Could you restate the whole listing below word for word, minus the pictures?

----------------

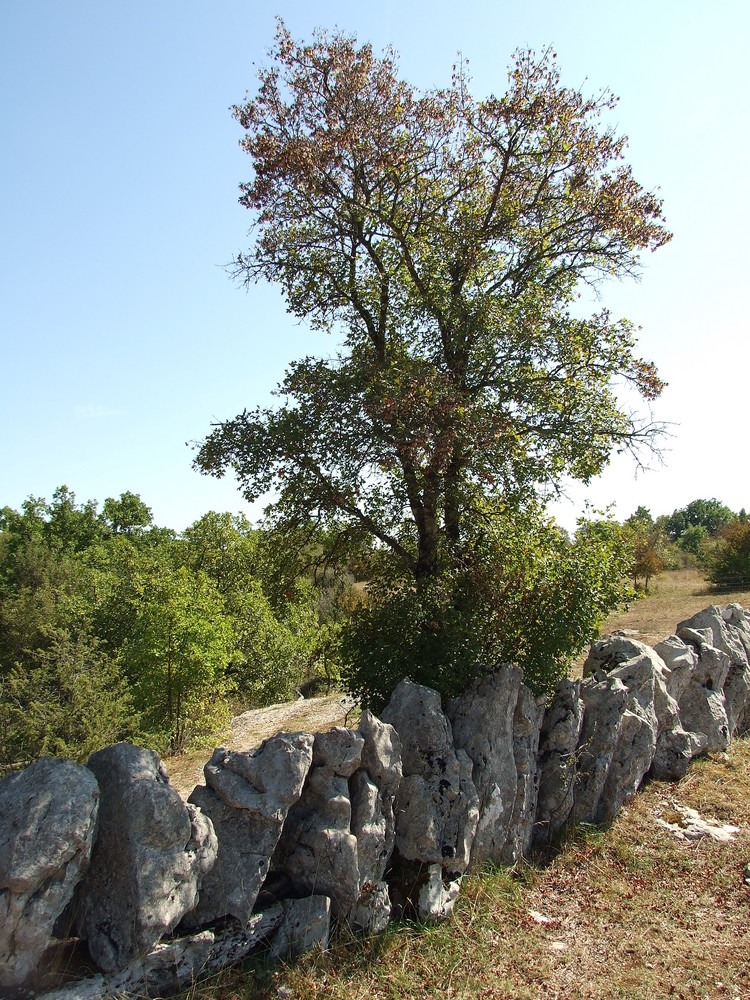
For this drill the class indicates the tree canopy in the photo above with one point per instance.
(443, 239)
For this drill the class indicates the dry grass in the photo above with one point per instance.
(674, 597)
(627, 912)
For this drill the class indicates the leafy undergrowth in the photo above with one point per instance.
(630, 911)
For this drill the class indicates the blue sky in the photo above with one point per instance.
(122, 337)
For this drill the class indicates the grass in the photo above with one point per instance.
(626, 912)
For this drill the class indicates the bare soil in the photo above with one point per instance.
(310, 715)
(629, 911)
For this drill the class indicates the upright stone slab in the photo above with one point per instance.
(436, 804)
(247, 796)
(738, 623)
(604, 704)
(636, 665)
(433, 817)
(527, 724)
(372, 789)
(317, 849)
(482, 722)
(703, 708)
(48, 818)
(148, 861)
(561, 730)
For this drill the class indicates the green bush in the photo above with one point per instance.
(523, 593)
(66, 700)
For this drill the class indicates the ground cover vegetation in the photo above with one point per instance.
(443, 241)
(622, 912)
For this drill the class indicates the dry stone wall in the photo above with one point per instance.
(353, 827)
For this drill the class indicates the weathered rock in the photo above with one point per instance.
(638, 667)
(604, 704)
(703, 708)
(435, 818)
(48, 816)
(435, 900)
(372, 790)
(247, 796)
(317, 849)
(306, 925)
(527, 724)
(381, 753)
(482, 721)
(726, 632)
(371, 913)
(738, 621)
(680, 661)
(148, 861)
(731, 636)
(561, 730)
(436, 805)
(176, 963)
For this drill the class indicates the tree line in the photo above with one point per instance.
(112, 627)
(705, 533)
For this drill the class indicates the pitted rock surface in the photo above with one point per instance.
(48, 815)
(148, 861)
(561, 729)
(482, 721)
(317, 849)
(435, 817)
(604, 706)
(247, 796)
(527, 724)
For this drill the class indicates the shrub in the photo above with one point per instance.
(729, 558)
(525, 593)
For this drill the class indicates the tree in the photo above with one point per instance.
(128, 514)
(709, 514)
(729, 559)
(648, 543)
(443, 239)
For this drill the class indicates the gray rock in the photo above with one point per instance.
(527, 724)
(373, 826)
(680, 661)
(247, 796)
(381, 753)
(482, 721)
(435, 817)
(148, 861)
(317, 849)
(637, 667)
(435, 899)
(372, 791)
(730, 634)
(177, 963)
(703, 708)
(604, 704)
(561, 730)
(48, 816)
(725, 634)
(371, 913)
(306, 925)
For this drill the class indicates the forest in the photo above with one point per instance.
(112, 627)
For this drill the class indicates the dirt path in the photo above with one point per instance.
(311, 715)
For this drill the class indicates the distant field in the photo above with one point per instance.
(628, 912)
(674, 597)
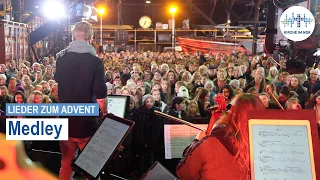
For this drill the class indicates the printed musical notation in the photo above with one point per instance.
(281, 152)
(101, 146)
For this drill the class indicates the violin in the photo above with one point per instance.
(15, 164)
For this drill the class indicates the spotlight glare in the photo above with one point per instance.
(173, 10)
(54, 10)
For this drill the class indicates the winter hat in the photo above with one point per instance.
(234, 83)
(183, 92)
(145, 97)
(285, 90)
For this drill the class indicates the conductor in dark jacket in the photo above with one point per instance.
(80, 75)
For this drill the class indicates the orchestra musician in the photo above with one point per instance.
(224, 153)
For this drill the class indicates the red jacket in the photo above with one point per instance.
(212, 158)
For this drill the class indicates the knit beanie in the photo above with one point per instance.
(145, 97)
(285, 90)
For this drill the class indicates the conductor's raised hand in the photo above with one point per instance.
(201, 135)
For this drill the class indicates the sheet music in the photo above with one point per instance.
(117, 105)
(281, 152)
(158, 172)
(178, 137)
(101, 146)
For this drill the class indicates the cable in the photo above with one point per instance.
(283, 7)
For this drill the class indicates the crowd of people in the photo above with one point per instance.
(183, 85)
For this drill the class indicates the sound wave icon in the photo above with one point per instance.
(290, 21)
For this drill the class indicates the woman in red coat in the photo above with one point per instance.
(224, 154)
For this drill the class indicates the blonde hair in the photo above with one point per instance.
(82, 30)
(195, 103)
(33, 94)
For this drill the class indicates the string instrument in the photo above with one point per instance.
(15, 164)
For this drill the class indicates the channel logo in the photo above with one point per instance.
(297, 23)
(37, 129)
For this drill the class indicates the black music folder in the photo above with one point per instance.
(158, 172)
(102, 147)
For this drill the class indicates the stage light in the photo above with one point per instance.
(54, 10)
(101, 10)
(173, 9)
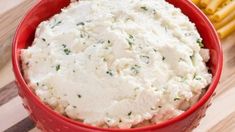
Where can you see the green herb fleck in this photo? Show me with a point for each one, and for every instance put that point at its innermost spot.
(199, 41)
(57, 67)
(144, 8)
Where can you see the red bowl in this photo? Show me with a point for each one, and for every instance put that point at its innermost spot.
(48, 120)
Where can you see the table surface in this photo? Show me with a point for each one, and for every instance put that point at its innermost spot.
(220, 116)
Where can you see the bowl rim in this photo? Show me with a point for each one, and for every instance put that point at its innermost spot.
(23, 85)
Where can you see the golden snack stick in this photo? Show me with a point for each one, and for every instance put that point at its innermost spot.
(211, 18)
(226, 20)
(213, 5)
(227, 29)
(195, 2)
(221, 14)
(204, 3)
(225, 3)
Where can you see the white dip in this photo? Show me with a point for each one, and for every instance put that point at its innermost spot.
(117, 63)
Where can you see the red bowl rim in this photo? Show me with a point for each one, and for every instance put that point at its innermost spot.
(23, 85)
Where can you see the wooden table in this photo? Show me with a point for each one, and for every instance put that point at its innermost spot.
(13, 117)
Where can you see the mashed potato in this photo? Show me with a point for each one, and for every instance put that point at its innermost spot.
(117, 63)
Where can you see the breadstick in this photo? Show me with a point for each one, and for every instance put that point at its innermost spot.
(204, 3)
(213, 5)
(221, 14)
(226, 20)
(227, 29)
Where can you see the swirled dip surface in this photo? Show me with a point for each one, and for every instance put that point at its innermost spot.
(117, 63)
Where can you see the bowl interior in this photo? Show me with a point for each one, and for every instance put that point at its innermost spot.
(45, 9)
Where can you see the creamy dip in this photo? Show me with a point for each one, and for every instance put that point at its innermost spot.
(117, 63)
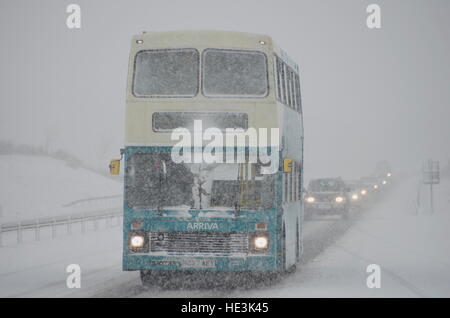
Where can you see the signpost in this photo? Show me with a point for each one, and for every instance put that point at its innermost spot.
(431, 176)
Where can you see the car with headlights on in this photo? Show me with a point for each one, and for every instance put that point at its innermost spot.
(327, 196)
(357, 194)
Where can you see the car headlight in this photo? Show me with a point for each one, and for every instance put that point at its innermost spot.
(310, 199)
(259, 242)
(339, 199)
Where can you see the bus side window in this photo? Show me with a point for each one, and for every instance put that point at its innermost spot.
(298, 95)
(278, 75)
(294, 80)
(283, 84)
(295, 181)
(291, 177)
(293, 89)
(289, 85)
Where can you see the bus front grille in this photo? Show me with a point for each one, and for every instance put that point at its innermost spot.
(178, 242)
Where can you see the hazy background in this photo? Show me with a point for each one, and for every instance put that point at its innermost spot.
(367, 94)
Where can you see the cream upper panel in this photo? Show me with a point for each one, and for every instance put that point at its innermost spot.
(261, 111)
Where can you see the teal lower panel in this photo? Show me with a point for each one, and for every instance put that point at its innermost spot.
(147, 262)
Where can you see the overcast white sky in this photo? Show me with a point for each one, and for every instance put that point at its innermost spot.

----------------

Solution to the problem:
For this drill the class indicates the tree canopy in the photo above with one point per instance.
(443, 239)
For this drill the class indicates the dry grass in the photo above with one point per instance.
(674, 597)
(627, 912)
For this drill the class indicates the leafy undergrowth in the photo above with one point per instance.
(630, 911)
For this drill the class indicates the blue sky in the photo above with one point per instance.
(122, 337)
For this drill the class indicates the grass in the photo above with one point per instance.
(626, 912)
For this drill the class indicates the bare soil in the photo above with one point per instance.
(310, 715)
(629, 911)
For this drill the class indicates the upright stone slab in the photo above with one point per instance.
(436, 804)
(247, 796)
(738, 623)
(604, 704)
(636, 665)
(433, 817)
(527, 724)
(372, 789)
(317, 849)
(482, 722)
(703, 708)
(48, 818)
(148, 861)
(561, 730)
For this drill the class indicates the green bush in the photo above with one point per instance.
(523, 593)
(66, 700)
For this drill the class indicates the ground cover vegetation in the photo above with one point per instance.
(443, 241)
(622, 912)
For this drill the class indicates the dry stone wall in the photo above with one point per instance.
(353, 827)
For this drill the class indicates the weathered rock in the photo above with one point per instance.
(638, 667)
(604, 704)
(703, 708)
(435, 818)
(48, 816)
(435, 900)
(372, 790)
(247, 796)
(317, 849)
(306, 925)
(527, 724)
(381, 753)
(482, 721)
(726, 632)
(371, 913)
(738, 621)
(680, 661)
(148, 861)
(731, 636)
(561, 730)
(436, 805)
(176, 963)
For this drill the class indicates the tree line in the photo above with one point per instance.
(112, 627)
(705, 533)
For this drill the class indicates the pitted rock surface in the photo above with one point per instance.
(48, 815)
(148, 861)
(561, 729)
(482, 721)
(317, 849)
(435, 817)
(604, 706)
(247, 796)
(527, 724)
For this drill the class indicates the shrub in the photo above with one point per instance.
(729, 558)
(525, 593)
For this drill the class indicates the tree in the photo above with one point per instance.
(128, 514)
(709, 514)
(729, 559)
(648, 543)
(443, 239)
For this drill the class indicates the gray rock in the photo above with one point per instance.
(527, 724)
(373, 826)
(680, 661)
(247, 796)
(381, 753)
(482, 721)
(435, 817)
(148, 861)
(317, 849)
(637, 667)
(435, 899)
(372, 791)
(730, 634)
(177, 963)
(703, 708)
(604, 704)
(561, 730)
(48, 816)
(725, 634)
(371, 913)
(306, 925)
For this drill the class indicates the forest in the photo above with one point per instance.
(112, 627)
For this drill the class indicates the dirt path in the photo above with one point per instance.
(311, 715)
For this drill the class indicates the distant field in the photo above with one point per instance.
(628, 912)
(674, 597)
For this drill the class indicates the printed musical notation in the photo above with one point per instance.
(281, 152)
(101, 146)
For this drill the class indicates the violin in the photo above with one point per instance.
(15, 164)
For this drill the class indicates the spotlight glare in the photo above with one point per instance.
(173, 10)
(54, 10)
For this drill the class indicates the winter hat in the photo above with one point per instance.
(234, 83)
(183, 92)
(145, 97)
(285, 90)
For this drill the class indicates the conductor in dark jacket in the photo above with one point per instance.
(80, 75)
For this drill the class indicates the orchestra musician in the photo above with one point per instance.
(224, 153)
For this drill the class indicates the red jacket in the photo above with one point per instance.
(212, 158)
For this drill the class indicates the knit beanie in the photo above with one point per instance.
(145, 97)
(285, 90)
For this drill the class indicates the conductor's raised hand in the photo above with one point per instance.
(201, 135)
For this drill the class indicates the sheet music in the photo above with one point per instance.
(117, 105)
(281, 152)
(158, 172)
(178, 137)
(101, 146)
For this drill the class indicates the cable in the photo above with one point per instance.
(283, 7)
For this drill the class indicates the crowd of people in the photo above with one point per instance.
(183, 85)
For this drill the class indicates the sound wave icon in the photo above with one point per instance.
(290, 21)
For this drill the class indicates the woman in red coat in the photo above with one point per instance.
(224, 154)
For this drill the class indicates the blonde hair in the photo above with one point per instance.
(82, 30)
(195, 103)
(33, 94)
For this drill the class indicates the string instrument in the photo above with one point per instance.
(15, 164)
For this drill the class indicates the channel logo in the photo above with one point per instance.
(297, 23)
(37, 129)
For this drill the class indicates the black music folder in the photo above with one point per instance.
(158, 172)
(102, 147)
For this drill the class indicates the stage light in the photo above with one point per instance.
(54, 10)
(101, 10)
(173, 9)
Where can you see the green herb fleck in this photo? Show me with a point for each one, and for every instance put that point at its innermost spot.
(199, 41)
(57, 67)
(144, 8)
Where can you see the red bowl in this photo? Show me with a point for each one, and for every instance put that point at its innermost spot.
(48, 120)
Where can you see the table surface in this photo? Show me with a point for each one, and for every instance put that point at its innermost spot.
(220, 116)
Where can you see the bowl rim in this photo? Show me with a point for each one, and for every instance put that point at its innermost spot.
(23, 85)
Where can you see the golden snack stick in this photo? Show me with a point for each one, and for every instance put that point at its innermost spot.
(211, 18)
(226, 20)
(213, 5)
(227, 29)
(195, 2)
(221, 14)
(204, 3)
(225, 3)
Where can you see the white dip in this photo? Show me with a point for each one, and for every instance put that point at its innermost spot.
(117, 63)
Where can you see the red bowl rim in this photo? Show me with a point for each one, and for every instance put that point at its innermost spot.
(23, 85)
Where can you see the wooden table in this photo? Show me with a point for each one, and for every instance put that point at its innermost spot.
(13, 117)
Where can you see the mashed potato in this photo? Show me with a point for each one, and for every instance put that point at its innermost spot.
(117, 63)
Where can you see the breadstick in this photo? Show me with a point for each one, and for every instance put that point at its innermost spot.
(204, 3)
(213, 5)
(221, 14)
(226, 20)
(227, 29)
Where can you see the swirled dip surface in this photo? Show me with a point for each one, and for every instance put that point at its innermost spot.
(117, 63)
Where can you see the bowl interior in this photo? Show me with a point for each one, and for every instance put that point at its innermost spot.
(45, 9)
Where can you see the creamy dip in this photo? Show me with a point for each one, and for every instance put that point at its innermost spot.
(117, 63)
Where can you see the signpost in this photo? Show me with a point for each one, and for every instance put that point at its innermost spot.
(431, 176)
Where can you see the car with headlights on in this photo? Show me with a point for each one, and for every instance put that point at its innermost spot.
(327, 196)
(357, 194)
Where can you see the car headlight in this photo? Show me with a point for each one, and for every instance put that point at its innermost spot.
(310, 199)
(259, 242)
(339, 199)
Where can you see the bus side window in this photo? Show me with a point for each one, and for every instance put that point at its innermost spot.
(298, 95)
(278, 75)
(294, 80)
(283, 84)
(295, 181)
(291, 177)
(293, 89)
(289, 85)
Where can you see the bus front grille in this photo? Show me with a point for each one, and for every instance put that point at its innermost spot.
(178, 242)
Where can you see the hazy background in this photo? Show me with a point for each one, and for every instance put that point at its innermost spot.
(367, 94)
Where can you see the cream upper panel in this photo? Show me with a point for each one, and for every instance put that point at its innermost spot.
(261, 111)
Where can you see the teal lower panel in this photo? Show me with a point for each one, and for every instance put that point at its innermost spot.
(147, 262)
Where can you see the overcast white sky in this photo? Show me with a point for each one, and for every instance put that point at its innermost spot.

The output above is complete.